• Aufgabe:
Kannst du den Text über Äthiopiens Aufbaupolitik vollständig und Wort für Wort wiederholen?

• Textauszug:
****************************************

Äthiopiens oberste Priorität: Armut und Rückständigkeit überwinden
2001 wendete sich die äthiopische Regierung von den
sozialistischen und neoliberalen Wirtschaftsrezepten ab und setzt seither mit
großem Erfolg auf eine dirigistische Aufbaupolitik.
Äthiopien, mit mehr als 93 Millionen Menschen der bevölkerungsreichste
Binnenstaat der Welt und ohne Edelmetalle oder andere wertvolle Rohstoffe, hat
die Entwicklung seiner wertvollsten Ressource, der Bevölkerung, zur
Hauptaufgabe seiner Politik gemacht. Bereket Simon, ein geschätzter Berater
des äthiopischen Ministerpräsidenten Hailemariam Desalegn, betonte im Gespräch
mit EIR (wir berichteten in der vergangenen Woche) die wesentliche
Rolle des Staates bei der Verbesserung der Volkswirtschaft, bei der Erhöhung
der geringen Produktivität und bei der Hebung des Lebensstandards der
Bevölkerung durch die Stärkung geregelter Arbeitsverhältnisse anstelle des
rückständigen „informellen“ Sektors.
Die Regierungskoalition Revolutionäre Demokratische Front der Äthiopischen
Völker (EPRDF) lehnt die neoliberale Politik ab, die diktiert, daß nur
uneingeschränkter Freihandel und „Marktkräfte“ die Zukunft des Landes
bestimmen dürfen. Stattdessen beharrt die EPRDF darauf, daß der Staat die
Verantwortung und Verpflichtung hat, die Gesellschaft voranzubringen, indem er
neue Technik einführt, notwendige Infrastruktur aufbaut, die Qualifikation der
Arbeitskräfte erhöht und den Zugang zu Informationen und Finanzmitteln
erleichtert.

****************************************

• Datenzeilen:

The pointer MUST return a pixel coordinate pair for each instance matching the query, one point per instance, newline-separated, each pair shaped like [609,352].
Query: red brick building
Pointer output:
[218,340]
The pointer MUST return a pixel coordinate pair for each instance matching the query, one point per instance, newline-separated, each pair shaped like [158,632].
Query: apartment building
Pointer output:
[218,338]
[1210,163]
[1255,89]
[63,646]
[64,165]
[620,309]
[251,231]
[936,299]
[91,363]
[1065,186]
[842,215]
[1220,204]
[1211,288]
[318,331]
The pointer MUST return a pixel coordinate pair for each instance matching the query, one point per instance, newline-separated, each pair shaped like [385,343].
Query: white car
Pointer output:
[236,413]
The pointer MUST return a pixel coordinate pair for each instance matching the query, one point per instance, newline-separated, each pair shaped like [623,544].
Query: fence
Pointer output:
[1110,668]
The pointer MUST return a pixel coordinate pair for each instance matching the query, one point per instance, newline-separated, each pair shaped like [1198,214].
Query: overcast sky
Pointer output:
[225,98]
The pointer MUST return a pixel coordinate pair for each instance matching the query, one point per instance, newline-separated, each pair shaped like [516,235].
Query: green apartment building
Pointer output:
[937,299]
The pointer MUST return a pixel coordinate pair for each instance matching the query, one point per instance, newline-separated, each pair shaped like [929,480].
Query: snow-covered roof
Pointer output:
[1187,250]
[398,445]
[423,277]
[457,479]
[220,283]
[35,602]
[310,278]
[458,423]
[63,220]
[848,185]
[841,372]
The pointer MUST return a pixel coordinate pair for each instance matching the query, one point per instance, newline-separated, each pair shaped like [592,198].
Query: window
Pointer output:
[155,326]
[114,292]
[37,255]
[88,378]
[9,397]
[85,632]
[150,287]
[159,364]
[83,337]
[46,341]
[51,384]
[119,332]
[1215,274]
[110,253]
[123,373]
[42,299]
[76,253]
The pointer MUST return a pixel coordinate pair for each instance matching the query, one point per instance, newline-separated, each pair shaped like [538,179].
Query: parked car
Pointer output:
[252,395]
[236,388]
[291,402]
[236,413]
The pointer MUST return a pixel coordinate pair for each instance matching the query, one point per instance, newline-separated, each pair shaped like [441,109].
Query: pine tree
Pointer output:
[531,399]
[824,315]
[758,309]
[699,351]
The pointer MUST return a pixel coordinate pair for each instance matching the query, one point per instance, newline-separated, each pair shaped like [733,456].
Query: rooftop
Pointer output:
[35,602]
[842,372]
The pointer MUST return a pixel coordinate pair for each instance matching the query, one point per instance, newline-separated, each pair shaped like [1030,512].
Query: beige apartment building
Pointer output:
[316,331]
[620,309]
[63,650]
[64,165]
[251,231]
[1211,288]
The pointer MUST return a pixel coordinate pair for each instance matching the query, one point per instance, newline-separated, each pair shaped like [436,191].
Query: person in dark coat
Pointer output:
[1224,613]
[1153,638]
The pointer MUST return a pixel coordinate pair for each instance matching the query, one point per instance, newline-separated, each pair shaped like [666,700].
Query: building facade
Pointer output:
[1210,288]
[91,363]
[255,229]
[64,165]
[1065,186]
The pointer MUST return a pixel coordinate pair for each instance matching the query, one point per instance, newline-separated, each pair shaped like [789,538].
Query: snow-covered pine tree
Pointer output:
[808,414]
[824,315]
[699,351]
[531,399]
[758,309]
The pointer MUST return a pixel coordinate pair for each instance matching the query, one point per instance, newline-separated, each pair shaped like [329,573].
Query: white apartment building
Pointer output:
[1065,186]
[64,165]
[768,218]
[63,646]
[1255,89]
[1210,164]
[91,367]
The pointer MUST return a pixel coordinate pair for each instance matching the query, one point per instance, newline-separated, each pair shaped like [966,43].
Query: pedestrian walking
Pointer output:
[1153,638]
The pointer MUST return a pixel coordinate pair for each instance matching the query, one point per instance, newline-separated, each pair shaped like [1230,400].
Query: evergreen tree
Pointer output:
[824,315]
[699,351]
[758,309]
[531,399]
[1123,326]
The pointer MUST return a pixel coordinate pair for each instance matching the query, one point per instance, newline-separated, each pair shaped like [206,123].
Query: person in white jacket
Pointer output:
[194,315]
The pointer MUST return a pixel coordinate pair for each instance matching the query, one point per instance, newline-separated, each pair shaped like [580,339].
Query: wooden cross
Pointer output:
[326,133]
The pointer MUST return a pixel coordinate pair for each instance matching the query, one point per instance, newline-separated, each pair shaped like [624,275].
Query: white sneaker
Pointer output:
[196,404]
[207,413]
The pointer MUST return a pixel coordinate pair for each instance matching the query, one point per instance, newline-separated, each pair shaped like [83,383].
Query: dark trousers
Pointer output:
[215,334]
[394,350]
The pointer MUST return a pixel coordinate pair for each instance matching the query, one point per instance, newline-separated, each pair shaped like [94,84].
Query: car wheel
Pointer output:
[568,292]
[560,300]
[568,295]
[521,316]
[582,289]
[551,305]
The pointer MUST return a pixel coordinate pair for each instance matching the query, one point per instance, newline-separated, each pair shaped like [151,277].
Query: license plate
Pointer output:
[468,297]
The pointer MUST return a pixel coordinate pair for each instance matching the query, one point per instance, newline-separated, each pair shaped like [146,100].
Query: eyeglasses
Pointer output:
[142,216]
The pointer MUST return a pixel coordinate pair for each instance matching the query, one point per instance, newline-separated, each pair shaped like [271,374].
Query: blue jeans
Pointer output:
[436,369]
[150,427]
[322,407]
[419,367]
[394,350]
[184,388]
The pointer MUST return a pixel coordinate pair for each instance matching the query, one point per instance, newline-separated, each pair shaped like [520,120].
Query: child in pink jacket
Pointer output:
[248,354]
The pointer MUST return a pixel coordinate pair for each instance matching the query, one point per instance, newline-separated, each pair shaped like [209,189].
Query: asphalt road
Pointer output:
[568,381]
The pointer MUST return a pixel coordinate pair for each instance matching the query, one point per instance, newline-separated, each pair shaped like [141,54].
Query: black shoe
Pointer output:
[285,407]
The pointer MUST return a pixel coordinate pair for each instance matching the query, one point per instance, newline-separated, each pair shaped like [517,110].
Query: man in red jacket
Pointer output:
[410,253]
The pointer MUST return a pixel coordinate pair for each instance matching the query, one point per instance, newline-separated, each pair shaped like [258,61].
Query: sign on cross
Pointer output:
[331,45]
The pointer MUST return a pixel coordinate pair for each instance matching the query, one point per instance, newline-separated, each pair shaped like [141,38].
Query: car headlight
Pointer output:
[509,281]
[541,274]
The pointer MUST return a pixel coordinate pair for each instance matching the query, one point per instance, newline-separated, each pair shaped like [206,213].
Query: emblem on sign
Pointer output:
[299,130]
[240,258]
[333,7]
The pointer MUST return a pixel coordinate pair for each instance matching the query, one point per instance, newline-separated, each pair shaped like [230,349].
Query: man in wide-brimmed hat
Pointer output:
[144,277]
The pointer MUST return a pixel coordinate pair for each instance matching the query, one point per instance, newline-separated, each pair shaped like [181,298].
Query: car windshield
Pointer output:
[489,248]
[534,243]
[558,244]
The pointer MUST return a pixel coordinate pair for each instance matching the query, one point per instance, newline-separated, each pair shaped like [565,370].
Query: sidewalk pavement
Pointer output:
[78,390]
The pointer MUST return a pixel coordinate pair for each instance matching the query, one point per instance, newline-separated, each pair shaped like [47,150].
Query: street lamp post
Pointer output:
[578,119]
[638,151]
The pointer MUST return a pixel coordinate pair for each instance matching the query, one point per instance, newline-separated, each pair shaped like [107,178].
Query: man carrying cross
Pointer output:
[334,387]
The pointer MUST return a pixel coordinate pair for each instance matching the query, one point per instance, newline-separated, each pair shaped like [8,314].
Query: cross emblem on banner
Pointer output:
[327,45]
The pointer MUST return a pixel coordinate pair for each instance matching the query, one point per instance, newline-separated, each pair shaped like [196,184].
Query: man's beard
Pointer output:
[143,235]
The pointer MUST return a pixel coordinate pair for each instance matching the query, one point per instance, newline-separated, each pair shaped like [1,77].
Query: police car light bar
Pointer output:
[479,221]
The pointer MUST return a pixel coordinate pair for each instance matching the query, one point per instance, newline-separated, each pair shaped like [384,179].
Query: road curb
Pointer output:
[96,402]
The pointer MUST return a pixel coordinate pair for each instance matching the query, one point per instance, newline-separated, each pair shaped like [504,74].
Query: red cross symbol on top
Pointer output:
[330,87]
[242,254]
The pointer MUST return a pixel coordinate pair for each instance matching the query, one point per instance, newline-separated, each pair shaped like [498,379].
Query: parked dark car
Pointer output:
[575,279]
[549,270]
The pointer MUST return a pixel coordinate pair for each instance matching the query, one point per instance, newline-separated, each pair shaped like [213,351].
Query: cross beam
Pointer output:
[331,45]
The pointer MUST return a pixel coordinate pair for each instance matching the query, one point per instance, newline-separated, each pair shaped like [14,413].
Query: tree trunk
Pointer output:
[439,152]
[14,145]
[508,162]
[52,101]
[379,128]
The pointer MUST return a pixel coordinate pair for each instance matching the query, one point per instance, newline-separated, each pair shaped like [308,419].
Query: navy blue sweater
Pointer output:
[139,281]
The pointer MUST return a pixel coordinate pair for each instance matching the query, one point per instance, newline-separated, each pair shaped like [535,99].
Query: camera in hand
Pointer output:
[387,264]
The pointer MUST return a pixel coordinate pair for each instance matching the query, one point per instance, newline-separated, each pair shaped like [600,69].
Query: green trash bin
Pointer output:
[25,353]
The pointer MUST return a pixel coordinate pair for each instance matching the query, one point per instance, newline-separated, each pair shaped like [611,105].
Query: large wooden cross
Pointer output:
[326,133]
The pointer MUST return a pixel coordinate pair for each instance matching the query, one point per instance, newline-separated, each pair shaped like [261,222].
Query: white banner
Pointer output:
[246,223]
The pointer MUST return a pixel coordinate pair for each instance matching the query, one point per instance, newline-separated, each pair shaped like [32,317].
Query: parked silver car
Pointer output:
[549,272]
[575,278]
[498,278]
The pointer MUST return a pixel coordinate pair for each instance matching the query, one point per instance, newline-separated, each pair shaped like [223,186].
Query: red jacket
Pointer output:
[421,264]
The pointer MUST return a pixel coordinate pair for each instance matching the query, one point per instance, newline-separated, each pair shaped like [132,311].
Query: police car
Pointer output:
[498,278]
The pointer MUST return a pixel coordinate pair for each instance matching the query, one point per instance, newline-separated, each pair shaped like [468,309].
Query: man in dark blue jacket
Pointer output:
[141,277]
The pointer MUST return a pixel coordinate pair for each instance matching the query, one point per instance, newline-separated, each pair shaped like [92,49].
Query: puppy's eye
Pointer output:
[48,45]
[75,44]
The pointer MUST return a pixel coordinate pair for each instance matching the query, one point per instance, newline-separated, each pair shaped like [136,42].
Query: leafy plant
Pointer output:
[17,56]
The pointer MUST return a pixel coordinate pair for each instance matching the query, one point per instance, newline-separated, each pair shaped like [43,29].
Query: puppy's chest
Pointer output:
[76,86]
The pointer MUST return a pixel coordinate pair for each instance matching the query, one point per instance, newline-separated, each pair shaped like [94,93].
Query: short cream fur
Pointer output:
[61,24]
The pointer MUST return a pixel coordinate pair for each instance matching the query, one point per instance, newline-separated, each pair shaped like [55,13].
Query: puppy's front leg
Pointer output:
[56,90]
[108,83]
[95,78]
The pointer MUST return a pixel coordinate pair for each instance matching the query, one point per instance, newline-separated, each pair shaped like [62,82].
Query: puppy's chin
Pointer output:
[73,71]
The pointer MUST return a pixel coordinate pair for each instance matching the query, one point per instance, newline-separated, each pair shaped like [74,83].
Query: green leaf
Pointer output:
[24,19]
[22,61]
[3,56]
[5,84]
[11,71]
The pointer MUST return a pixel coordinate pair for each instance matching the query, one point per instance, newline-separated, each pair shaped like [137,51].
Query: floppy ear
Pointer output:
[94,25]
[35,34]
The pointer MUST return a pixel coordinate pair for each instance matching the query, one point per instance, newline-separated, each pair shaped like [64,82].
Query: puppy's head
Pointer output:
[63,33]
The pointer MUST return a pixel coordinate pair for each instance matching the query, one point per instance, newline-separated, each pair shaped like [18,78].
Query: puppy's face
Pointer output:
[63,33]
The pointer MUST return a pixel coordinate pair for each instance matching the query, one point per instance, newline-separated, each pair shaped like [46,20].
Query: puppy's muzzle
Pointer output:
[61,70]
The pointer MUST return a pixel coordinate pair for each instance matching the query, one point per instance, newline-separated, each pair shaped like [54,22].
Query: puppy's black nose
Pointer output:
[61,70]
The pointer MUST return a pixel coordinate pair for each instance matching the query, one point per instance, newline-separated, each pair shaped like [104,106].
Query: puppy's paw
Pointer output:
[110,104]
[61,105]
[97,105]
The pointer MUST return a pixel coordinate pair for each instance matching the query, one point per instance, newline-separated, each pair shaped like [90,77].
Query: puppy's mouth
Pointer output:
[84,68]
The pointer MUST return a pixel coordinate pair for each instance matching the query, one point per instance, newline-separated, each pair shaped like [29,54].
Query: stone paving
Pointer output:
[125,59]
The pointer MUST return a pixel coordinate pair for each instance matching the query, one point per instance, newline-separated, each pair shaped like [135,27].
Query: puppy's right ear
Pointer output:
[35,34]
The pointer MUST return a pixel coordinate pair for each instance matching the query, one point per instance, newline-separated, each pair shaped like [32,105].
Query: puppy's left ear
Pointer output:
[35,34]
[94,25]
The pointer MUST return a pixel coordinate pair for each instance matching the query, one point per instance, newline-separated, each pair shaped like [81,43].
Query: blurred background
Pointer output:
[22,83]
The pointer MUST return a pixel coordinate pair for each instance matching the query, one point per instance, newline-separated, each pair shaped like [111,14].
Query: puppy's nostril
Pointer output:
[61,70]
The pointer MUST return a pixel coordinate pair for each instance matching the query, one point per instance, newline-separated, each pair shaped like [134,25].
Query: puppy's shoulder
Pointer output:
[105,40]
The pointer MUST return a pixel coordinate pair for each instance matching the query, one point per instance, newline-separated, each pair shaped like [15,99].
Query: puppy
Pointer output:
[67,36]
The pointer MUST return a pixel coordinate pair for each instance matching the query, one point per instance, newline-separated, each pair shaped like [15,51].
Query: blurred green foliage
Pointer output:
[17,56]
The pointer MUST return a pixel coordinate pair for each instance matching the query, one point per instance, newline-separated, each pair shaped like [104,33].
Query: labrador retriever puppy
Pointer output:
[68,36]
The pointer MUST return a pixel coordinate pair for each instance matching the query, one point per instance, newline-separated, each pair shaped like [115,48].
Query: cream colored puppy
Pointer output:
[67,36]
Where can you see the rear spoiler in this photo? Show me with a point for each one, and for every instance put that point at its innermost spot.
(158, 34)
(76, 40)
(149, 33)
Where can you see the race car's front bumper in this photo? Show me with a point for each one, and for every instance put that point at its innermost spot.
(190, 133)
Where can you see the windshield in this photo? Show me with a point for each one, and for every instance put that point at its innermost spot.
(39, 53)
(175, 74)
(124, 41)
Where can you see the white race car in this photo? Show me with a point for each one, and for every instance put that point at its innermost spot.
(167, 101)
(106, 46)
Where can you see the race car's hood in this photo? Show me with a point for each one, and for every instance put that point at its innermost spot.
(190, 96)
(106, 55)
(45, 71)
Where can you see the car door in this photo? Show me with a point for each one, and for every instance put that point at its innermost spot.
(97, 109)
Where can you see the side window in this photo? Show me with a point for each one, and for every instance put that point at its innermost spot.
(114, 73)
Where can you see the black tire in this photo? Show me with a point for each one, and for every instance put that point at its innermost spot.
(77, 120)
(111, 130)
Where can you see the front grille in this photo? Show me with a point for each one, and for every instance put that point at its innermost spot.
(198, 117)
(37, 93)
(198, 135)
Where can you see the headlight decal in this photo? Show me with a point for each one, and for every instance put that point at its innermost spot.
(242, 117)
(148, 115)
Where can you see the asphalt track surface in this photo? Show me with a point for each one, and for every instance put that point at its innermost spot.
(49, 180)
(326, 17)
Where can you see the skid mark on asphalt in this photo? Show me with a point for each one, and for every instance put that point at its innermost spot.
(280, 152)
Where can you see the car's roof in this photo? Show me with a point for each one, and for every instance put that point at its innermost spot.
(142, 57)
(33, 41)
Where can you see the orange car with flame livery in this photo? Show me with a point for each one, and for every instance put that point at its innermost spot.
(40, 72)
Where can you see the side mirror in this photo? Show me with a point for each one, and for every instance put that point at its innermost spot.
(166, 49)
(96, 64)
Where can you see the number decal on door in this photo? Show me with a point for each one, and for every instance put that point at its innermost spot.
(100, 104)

****************************************

• Ergebnis:
Äthiopiens oberste Priorität: Armut und Rückständigkeit überwinden
2001 wendete sich die äthiopische Regierung von den
sozialistischen und neoliberalen Wirtschaftsrezepten ab und setzt seither mit
großem Erfolg auf eine dirigistische Aufbaupolitik.
Äthiopien, mit mehr als 93 Millionen Menschen der bevölkerungsreichste
Binnenstaat der Welt und ohne Edelmetalle oder andere wertvolle Rohstoffe, hat
die Entwicklung seiner wertvollsten Ressource, der Bevölkerung, zur
Hauptaufgabe seiner Politik gemacht. Bereket Simon, ein geschätzter Berater
des äthiopischen Ministerpräsidenten Hailemariam Desalegn, betonte im Gespräch
mit EIR (wir berichteten in der vergangenen Woche) die wesentliche
Rolle des Staates bei der Verbesserung der Volkswirtschaft, bei der Erhöhung
der geringen Produktivität und bei der Hebung des Lebensstandards der
Bevölkerung durch die Stärkung geregelter Arbeitsverhältnisse anstelle des
rückständigen „informellen“ Sektors.
Die Regierungskoalition Revolutionäre Demokratische Front der Äthiopischen
Völker (EPRDF) lehnt die neoliberale Politik ab, die diktiert, daß nur
uneingeschränkter Freihandel und „Marktkräfte“ die Zukunft des Landes
bestimmen dürfen. Stattdessen beharrt die EPRDF darauf, daß der Staat die
Verantwortung und Verpflichtung hat, die Gesellschaft voranzubringen, indem er
neue Technik einführt, notwendige Infrastruktur aufbaut, die Qualifikation der
Arbeitskräfte erhöht und den Zugang zu Informationen und Finanzmitteln
erleichtert.